Work instructions:
With the pictures left out, repeat every entry that follows exactly.

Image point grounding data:
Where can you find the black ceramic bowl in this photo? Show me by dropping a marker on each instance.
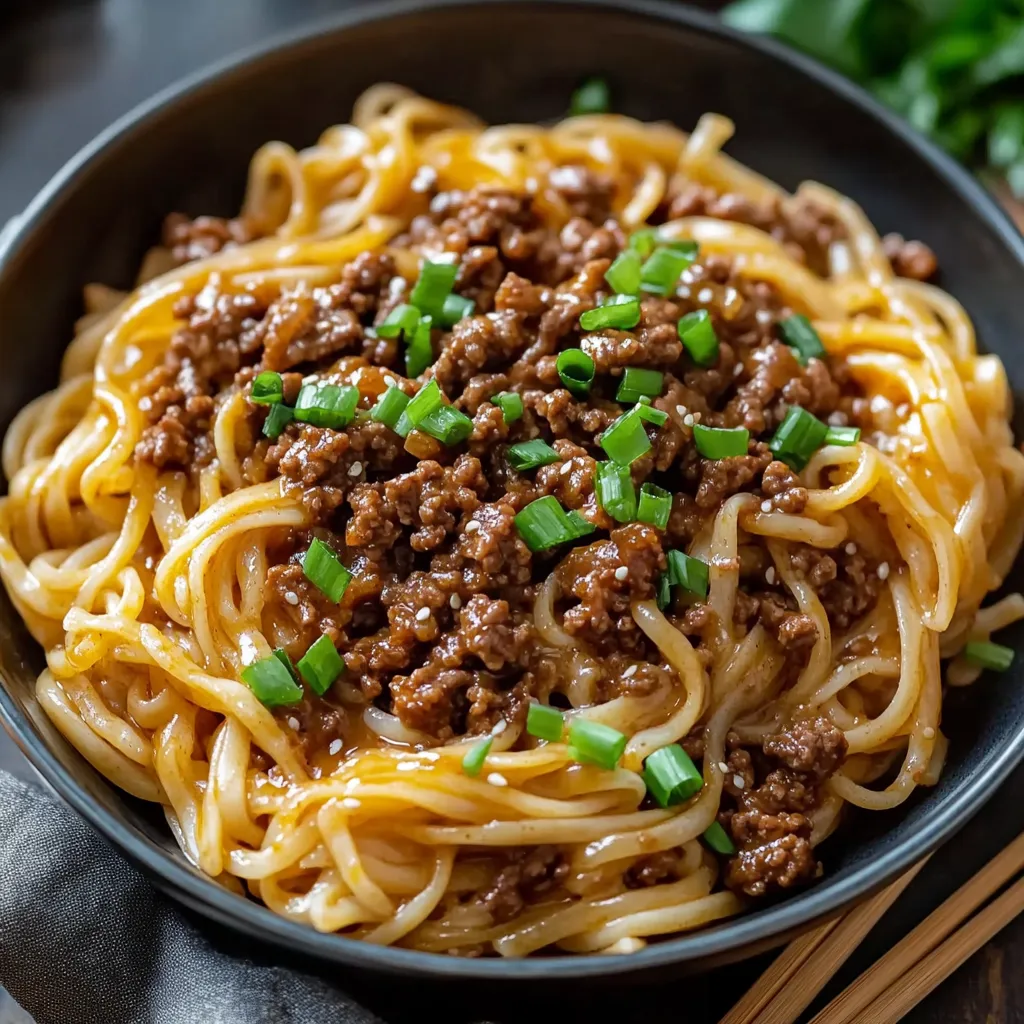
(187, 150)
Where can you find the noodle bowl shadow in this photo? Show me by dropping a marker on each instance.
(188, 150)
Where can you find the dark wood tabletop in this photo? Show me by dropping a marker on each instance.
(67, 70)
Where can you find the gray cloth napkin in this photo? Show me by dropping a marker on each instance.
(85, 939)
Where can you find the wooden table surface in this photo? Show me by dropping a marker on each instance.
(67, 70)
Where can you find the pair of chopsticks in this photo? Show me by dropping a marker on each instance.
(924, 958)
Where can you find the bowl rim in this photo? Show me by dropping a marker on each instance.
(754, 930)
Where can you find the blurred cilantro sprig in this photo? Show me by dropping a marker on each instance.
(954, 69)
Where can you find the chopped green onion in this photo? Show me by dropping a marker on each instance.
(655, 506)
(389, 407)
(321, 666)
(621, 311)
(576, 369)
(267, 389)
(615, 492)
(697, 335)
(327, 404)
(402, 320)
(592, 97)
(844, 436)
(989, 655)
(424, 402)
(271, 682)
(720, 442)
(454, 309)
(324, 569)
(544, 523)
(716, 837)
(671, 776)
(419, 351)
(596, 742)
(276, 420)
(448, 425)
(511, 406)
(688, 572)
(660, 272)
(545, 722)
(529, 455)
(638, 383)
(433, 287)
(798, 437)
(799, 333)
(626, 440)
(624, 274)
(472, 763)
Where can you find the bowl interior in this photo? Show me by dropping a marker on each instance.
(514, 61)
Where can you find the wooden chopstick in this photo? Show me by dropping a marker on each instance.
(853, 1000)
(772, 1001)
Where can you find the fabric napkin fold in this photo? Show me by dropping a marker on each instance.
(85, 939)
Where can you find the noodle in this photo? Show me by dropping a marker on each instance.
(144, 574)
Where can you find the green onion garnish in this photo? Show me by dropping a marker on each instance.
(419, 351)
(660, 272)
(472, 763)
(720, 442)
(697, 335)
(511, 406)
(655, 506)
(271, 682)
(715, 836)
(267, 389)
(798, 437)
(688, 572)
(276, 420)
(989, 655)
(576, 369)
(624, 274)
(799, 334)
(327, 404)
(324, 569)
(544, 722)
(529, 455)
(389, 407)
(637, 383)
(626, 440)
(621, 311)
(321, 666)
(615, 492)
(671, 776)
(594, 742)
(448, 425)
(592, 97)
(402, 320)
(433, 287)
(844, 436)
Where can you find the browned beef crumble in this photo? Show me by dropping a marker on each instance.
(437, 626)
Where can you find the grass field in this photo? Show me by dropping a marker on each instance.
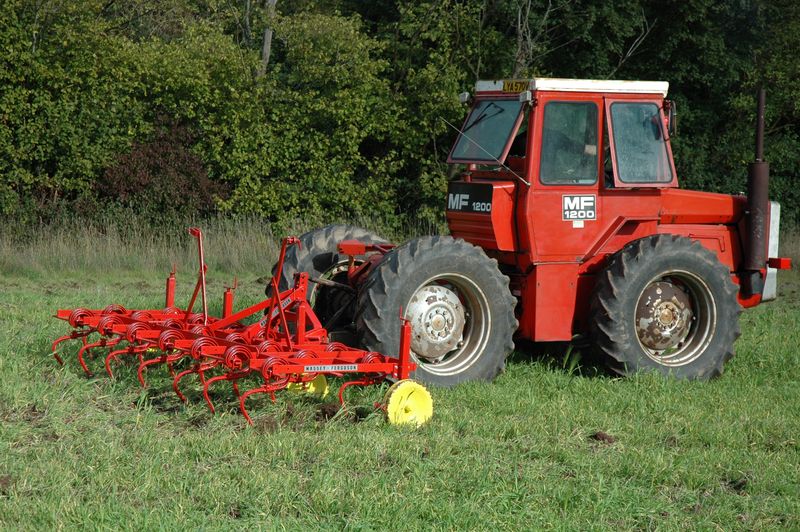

Reply:
Where can you find the black ceramic bowl in this photo? Show me by dropping a marker on each instance.
(187, 150)
Where can you find the noodle bowl shadow in this photo? Show me by dropping a marker on each instance.
(188, 150)
Where can you find the dark wood tabletop in this photo? Show me by dropping a marker on each instance.
(67, 70)
Where can you find the gray cloth napkin in this photo? Show me by dropping a marker on each instance.
(85, 939)
Where can you find the wooden table surface in this photo? Show me by dropping a marker on each instance.
(67, 70)
Where can you find the pair of chopsticks in this photo? Show me by dropping a marker on each instance.
(924, 958)
Where can you find the bowl rim in this photo? Show me by dropping a marker on each instance.
(754, 930)
Where can you find the blurred cilantro sprig in this photo? Show me by dropping a marker on each instance.
(954, 69)
Where can you find the chopped green onion in this photo? Show me by dropping a marker on each instance.
(655, 506)
(389, 407)
(321, 666)
(621, 311)
(576, 369)
(267, 389)
(615, 492)
(697, 335)
(327, 404)
(402, 320)
(592, 97)
(844, 436)
(989, 655)
(424, 402)
(271, 682)
(720, 442)
(454, 309)
(324, 569)
(544, 523)
(716, 837)
(671, 776)
(419, 351)
(596, 742)
(276, 420)
(448, 425)
(511, 406)
(688, 572)
(660, 272)
(545, 722)
(529, 455)
(638, 383)
(433, 287)
(798, 437)
(799, 333)
(626, 440)
(624, 274)
(472, 763)
Where can you find the bowl interior in this photo? Show me by dropping a marker on each instance.
(514, 61)
Where can you find the wooden chopstick in this photo? Show me by dropping a marker on each instance.
(853, 1000)
(772, 1001)
Where can you find the fabric napkin fold in this photo? Show me by dropping a marker on each instance.
(85, 939)
Where can you find the noodle in this photo? Show me by dropping a marker on each instance.
(144, 574)
Where can you find the green onion garnish in this photo? Show me by dropping a marker on each instance.
(419, 351)
(660, 272)
(472, 763)
(720, 442)
(697, 335)
(511, 406)
(655, 506)
(271, 682)
(715, 836)
(267, 389)
(798, 437)
(688, 572)
(276, 420)
(989, 655)
(576, 369)
(624, 274)
(799, 334)
(327, 404)
(324, 569)
(544, 722)
(529, 455)
(389, 407)
(637, 383)
(626, 440)
(621, 311)
(321, 666)
(615, 492)
(671, 776)
(594, 742)
(448, 425)
(592, 97)
(402, 320)
(433, 287)
(844, 436)
Where can you find the browned beef crumble in this photo? Show me by dropping a marker on each instance.
(437, 626)
Where can you find the grass field in this photo? Show me by dropping a marker on each instance.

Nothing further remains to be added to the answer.